>> Begin

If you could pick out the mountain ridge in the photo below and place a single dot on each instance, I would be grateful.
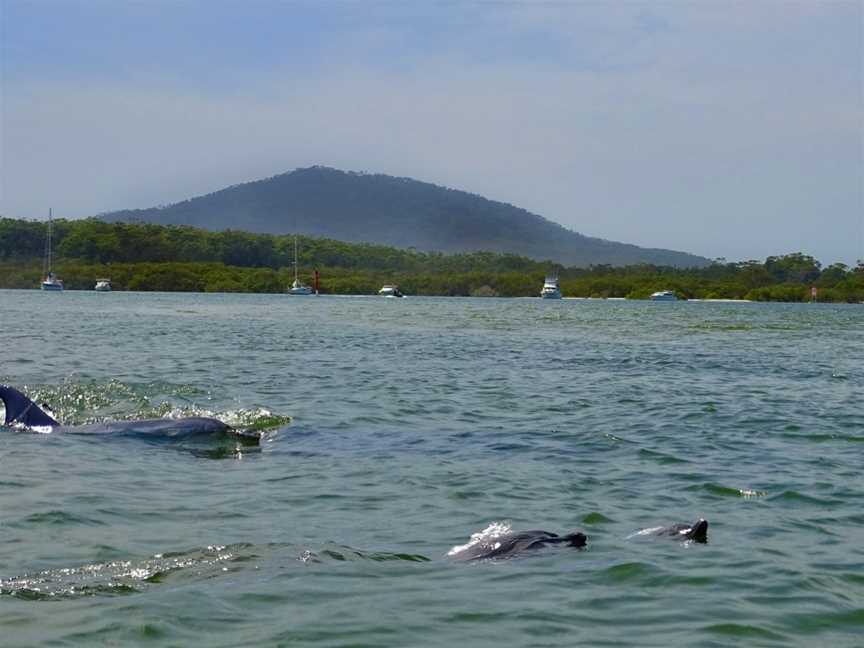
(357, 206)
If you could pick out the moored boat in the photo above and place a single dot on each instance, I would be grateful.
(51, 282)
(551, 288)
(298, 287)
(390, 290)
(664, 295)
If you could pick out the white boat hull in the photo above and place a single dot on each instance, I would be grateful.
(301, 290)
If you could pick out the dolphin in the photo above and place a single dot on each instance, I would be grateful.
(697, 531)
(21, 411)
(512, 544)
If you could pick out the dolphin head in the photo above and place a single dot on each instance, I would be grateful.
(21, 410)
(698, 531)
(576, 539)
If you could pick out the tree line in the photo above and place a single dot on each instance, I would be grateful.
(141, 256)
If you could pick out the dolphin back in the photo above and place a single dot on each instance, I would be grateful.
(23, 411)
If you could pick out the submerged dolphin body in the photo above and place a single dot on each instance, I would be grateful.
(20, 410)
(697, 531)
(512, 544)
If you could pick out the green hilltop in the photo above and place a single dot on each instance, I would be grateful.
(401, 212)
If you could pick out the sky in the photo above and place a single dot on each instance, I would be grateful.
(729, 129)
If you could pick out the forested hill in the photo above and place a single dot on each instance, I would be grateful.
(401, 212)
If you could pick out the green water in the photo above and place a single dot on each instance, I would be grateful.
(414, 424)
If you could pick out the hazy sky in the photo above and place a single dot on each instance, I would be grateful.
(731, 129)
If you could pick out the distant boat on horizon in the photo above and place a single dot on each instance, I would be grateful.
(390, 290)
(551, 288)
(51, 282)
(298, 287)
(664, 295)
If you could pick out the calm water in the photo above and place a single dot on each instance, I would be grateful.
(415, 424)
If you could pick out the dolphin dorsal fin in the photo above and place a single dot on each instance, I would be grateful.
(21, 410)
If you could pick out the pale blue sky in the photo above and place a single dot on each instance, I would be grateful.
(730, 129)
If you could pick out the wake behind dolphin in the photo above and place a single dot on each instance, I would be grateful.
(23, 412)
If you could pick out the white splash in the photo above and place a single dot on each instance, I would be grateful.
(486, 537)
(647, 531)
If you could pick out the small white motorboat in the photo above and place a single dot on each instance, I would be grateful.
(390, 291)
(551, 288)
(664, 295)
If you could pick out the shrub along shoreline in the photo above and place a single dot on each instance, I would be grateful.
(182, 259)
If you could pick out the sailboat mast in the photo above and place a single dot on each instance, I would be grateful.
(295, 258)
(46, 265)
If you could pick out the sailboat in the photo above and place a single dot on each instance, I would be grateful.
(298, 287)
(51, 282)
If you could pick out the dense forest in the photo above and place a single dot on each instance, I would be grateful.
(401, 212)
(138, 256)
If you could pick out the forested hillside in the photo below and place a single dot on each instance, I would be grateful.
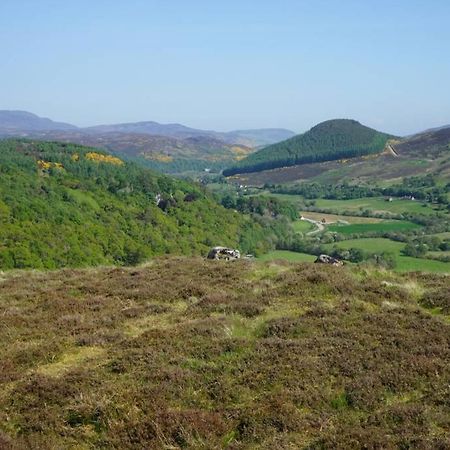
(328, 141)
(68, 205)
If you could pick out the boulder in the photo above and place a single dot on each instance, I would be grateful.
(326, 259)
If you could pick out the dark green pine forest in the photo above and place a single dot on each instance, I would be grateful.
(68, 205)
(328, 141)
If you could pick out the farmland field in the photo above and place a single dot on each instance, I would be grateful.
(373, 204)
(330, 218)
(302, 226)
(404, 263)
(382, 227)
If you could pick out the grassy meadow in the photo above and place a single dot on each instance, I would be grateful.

>> End

### [Task prompt]
Write out every item above word for word, but leave out the pictures.

### [Task output]
If you could pick out the mountain ridge in the photo below and place a single dot on each instance, I would be grateful.
(357, 206)
If you could pick out the moored boat in the photo above and place a single dot on each instance, I would be grateful.
(51, 282)
(551, 288)
(298, 287)
(390, 290)
(664, 295)
If you could pick out the white boat hull in the photo above and place a single dot on each instance, I would be grateful.
(301, 290)
If you could pick out the dolphin in the photo above and place a single dot on each instance, I would be grateful.
(697, 531)
(21, 411)
(512, 544)
If you could pick out the dolphin head in the photo above and place a single dot on each instance, I would be grateful.
(21, 410)
(698, 531)
(576, 539)
If you could pick out the tree line in the photo above and place a single dot on each instance, I would be grateful.
(141, 256)
If you could pick out the dolphin back in the photo above and place a single dot on each instance, I would be grateful.
(23, 411)
If you could pick out the submerged dolphin body in the photo above and place a single dot on each instance, I would be grateful.
(20, 410)
(697, 531)
(512, 544)
If you could pick out the green hilltop in the photo above and place a single dot on each instance, I would be grateful.
(401, 212)
If you could pick out the sky in the photo above and place a single dot on each instance, I would be grateful.
(729, 129)
If you could pick out the forested hill in the photo above and place a single dot on each instance, I would be grateful.
(401, 212)
If you could pick out the green water in the photo above and place a single dot on each instance, I would be grateful.
(414, 424)
If you could pick out the hazy sky in the photo above and place a single dot on each instance, I would be grateful.
(731, 129)
If you could pick out the distant boat on horizon in the photo above and place a single dot on each instance, I would be grateful.
(390, 290)
(551, 288)
(51, 282)
(298, 287)
(664, 295)
If you could pick out the calm water in the photo above and place a single dot on each instance, I would be grateful.
(415, 424)
If you could pick out the dolphin dorsal fin in the photo above and place a single dot on each instance, I would be grateful.
(21, 410)
If you could pick out the pale blue sky in the photo above and place a single dot on each instance, I would be grateful.
(730, 129)
If you could pick out the wake behind dolphin in the photo above and place a single dot on each instance, I would be grateful.
(23, 412)
If you could pick out the white splash in the photo above and place a single dot on each instance, I would be grateful.
(486, 537)
(647, 531)
If you could pick out the small white motorboat in the photo above and place a single dot on each instance, I would be grateful.
(390, 291)
(551, 288)
(664, 295)
If you could pick out the shrub along shoreline in the photo above and place a single dot on each instance, I would be grateful.
(182, 259)
If you could pick out the sailboat mast in the photo above and place a single dot on each instance, I would be grateful.
(295, 258)
(46, 265)
If you could pick out the sailboat in the photo above and place a single dot on each instance, I would be grateful.
(298, 287)
(51, 282)
If you could pick out the dense forest in the photo above and place a single dot on each instance, I would be grateful.
(401, 212)
(138, 256)
If you could pick out the forested hillside in the photo below and place a single dot on each instance, I would be grateful.
(328, 141)
(68, 205)
If you could pick out the boulder in the photo above and place a single dot on each instance, I would be grateful.
(326, 259)
If you could pick out the dark green pine forest in the photo above and place a single dot on each instance, I would be grateful.
(68, 205)
(328, 141)
If you could pick out the farmland field in the photo above and place a single dot on each instance, I would be grateful.
(373, 204)
(330, 218)
(302, 226)
(404, 263)
(382, 227)
If you could pick out the grassy meadow in the photo above and place a single dot on each instance, I would be grateful.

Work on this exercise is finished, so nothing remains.